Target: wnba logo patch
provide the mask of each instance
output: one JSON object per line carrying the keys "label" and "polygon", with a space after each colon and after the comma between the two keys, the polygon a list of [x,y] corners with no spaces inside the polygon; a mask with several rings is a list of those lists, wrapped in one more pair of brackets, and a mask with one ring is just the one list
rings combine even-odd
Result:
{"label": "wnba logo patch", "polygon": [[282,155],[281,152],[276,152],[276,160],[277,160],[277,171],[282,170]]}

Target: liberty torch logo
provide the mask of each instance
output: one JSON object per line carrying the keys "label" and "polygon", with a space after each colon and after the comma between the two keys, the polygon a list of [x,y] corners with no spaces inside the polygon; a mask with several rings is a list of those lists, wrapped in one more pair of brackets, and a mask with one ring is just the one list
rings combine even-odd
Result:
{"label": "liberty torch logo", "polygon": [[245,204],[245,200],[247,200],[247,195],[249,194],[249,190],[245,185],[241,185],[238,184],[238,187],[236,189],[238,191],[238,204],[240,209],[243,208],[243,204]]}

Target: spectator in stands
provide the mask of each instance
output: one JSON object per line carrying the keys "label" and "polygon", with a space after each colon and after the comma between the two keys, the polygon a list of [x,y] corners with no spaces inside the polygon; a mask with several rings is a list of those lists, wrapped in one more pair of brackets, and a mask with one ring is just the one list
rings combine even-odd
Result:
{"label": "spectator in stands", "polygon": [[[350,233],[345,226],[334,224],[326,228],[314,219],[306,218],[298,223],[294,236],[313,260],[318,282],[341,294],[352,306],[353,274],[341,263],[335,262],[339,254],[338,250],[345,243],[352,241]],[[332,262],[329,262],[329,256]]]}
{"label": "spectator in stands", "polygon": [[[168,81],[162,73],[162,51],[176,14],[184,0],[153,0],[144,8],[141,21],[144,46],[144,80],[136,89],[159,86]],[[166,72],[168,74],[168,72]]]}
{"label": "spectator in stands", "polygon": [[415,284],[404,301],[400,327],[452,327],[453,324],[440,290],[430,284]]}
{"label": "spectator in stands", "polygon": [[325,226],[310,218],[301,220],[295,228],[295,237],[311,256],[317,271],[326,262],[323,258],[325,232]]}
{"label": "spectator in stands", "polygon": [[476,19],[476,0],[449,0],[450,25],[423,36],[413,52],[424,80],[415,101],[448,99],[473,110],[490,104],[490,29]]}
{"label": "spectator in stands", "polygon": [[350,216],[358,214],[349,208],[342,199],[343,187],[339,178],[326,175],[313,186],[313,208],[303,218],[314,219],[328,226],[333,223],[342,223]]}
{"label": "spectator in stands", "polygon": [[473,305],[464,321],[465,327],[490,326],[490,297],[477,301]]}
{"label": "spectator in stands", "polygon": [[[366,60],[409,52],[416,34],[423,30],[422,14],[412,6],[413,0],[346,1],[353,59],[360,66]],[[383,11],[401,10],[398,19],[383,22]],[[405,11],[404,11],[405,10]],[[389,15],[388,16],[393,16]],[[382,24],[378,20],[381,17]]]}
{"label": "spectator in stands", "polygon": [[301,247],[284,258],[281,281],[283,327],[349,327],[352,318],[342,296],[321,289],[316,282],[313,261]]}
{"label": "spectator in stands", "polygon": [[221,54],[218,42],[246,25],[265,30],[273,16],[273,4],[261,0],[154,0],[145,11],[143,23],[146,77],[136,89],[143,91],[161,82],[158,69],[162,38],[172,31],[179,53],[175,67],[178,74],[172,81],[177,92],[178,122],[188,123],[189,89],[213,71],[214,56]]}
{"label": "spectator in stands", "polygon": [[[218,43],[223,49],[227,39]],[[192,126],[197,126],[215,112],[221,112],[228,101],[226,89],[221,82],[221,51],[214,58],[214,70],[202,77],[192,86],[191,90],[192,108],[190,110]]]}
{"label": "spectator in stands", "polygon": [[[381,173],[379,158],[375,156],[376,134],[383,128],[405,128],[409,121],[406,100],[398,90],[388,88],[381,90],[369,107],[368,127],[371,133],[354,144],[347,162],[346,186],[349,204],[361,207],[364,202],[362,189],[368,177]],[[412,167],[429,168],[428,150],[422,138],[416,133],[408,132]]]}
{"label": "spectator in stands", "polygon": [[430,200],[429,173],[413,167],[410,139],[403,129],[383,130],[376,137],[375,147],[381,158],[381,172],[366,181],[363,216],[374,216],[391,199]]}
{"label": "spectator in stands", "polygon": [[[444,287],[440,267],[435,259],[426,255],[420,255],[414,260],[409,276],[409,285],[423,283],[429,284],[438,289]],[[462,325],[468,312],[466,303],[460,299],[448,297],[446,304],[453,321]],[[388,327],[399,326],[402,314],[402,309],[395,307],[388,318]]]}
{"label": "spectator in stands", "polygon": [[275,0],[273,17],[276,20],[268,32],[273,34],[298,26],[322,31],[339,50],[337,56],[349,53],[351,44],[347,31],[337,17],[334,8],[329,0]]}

--

DESCRIPTION OF THE TASK. Output every record above exactly as it appears.

COMPLETED EXERCISE.
Target: wnba logo patch
provide the mask of each instance
output: one JSON object per line carrying the keys "label" and "polygon", with a space after each colon and after the comma between the two keys, the polygon a list of [x,y] corners with no spaces inside the polygon; a mask with several rings is a list of those lists, wrapped in one more pair of brackets, and a mask with one ring is just the one list
rings combine even-odd
Result:
{"label": "wnba logo patch", "polygon": [[282,155],[281,152],[276,152],[276,160],[277,160],[277,171],[282,170]]}

Target: liberty torch logo
provide the mask of each instance
output: one JSON object per line carrying the keys "label" and "polygon", with a space after each colon and after the comma between the two keys, the polygon a list of [x,y] corners with no spaces inside the polygon; a mask with several rings is a list of those lists, wrapped in one more pair of brackets, and a mask with one ring is just the one list
rings combine even-odd
Result:
{"label": "liberty torch logo", "polygon": [[245,204],[245,200],[247,200],[247,195],[249,194],[249,190],[245,185],[241,185],[238,184],[238,187],[236,189],[238,191],[238,204],[240,209],[243,208],[243,204]]}

Target: spectator in stands
provide the mask of each instance
output: one JSON object per line carrying the keys "label" and "polygon", with a space after each colon and after the comma between the two keys, the polygon a list of [x,y] corners with no spaces inside the polygon; a mask with several rings is a list of those lists, wrapped in one more pair of brackets, and a mask with one ring is just the one list
rings combine even-odd
Result:
{"label": "spectator in stands", "polygon": [[[350,233],[345,226],[334,224],[326,228],[314,219],[306,218],[298,223],[294,236],[313,260],[318,282],[341,294],[352,306],[353,274],[341,263],[335,262],[339,254],[338,250],[345,243],[352,241]],[[332,262],[329,262],[329,256]]]}
{"label": "spectator in stands", "polygon": [[[168,81],[162,73],[162,51],[176,14],[184,0],[153,0],[144,8],[141,21],[144,46],[144,80],[136,89],[159,86]],[[166,72],[168,74],[168,72]]]}
{"label": "spectator in stands", "polygon": [[415,284],[404,301],[400,327],[452,327],[453,324],[440,290],[430,284]]}
{"label": "spectator in stands", "polygon": [[325,226],[310,218],[301,220],[295,228],[295,237],[311,256],[317,271],[326,262],[323,258],[325,232]]}
{"label": "spectator in stands", "polygon": [[476,19],[476,0],[449,0],[450,25],[423,36],[413,52],[424,80],[415,101],[448,99],[473,110],[490,104],[490,29]]}
{"label": "spectator in stands", "polygon": [[350,216],[358,214],[349,208],[342,199],[343,187],[339,178],[326,175],[313,186],[313,208],[303,218],[314,219],[328,226],[333,223],[342,223]]}
{"label": "spectator in stands", "polygon": [[473,305],[464,321],[465,327],[490,326],[490,297],[477,301]]}
{"label": "spectator in stands", "polygon": [[[366,60],[409,52],[416,34],[423,30],[422,14],[412,6],[413,0],[346,1],[353,59],[360,66]],[[383,11],[401,10],[398,19],[383,22]],[[405,11],[404,11],[405,10]],[[389,15],[388,16],[393,16]],[[382,24],[378,20],[381,17]]]}
{"label": "spectator in stands", "polygon": [[301,247],[284,258],[281,281],[283,327],[349,327],[352,318],[342,296],[321,289],[316,282],[313,261]]}
{"label": "spectator in stands", "polygon": [[221,54],[218,42],[246,25],[265,30],[273,16],[273,4],[261,0],[154,0],[145,11],[143,23],[146,77],[136,89],[143,91],[161,82],[158,69],[162,38],[172,31],[179,53],[175,67],[178,74],[172,81],[177,92],[178,122],[188,123],[189,89],[213,71],[214,56]]}
{"label": "spectator in stands", "polygon": [[[218,43],[223,49],[227,39]],[[192,126],[197,126],[215,112],[221,112],[228,101],[226,89],[221,82],[221,51],[214,58],[214,70],[202,77],[192,86],[191,90],[192,108],[190,110]]]}
{"label": "spectator in stands", "polygon": [[[381,173],[379,158],[375,156],[376,134],[383,128],[405,128],[409,121],[406,100],[398,90],[388,88],[381,90],[369,107],[368,127],[371,133],[354,144],[347,162],[346,186],[349,204],[361,207],[364,202],[362,189],[368,177]],[[412,167],[429,168],[428,150],[422,138],[416,133],[408,132]]]}
{"label": "spectator in stands", "polygon": [[430,200],[429,173],[413,167],[410,139],[403,129],[383,130],[376,137],[375,147],[381,158],[381,172],[366,181],[363,216],[374,216],[391,199]]}
{"label": "spectator in stands", "polygon": [[[444,287],[440,267],[435,259],[426,255],[420,255],[414,260],[409,276],[409,285],[423,283],[429,284],[438,289]],[[462,325],[468,312],[466,303],[460,299],[448,297],[446,304],[453,321]],[[388,327],[399,326],[402,314],[402,309],[395,307],[388,318]]]}
{"label": "spectator in stands", "polygon": [[275,0],[273,17],[276,20],[268,32],[273,34],[298,26],[322,31],[339,50],[337,56],[349,53],[351,44],[347,31],[337,17],[334,8],[329,0]]}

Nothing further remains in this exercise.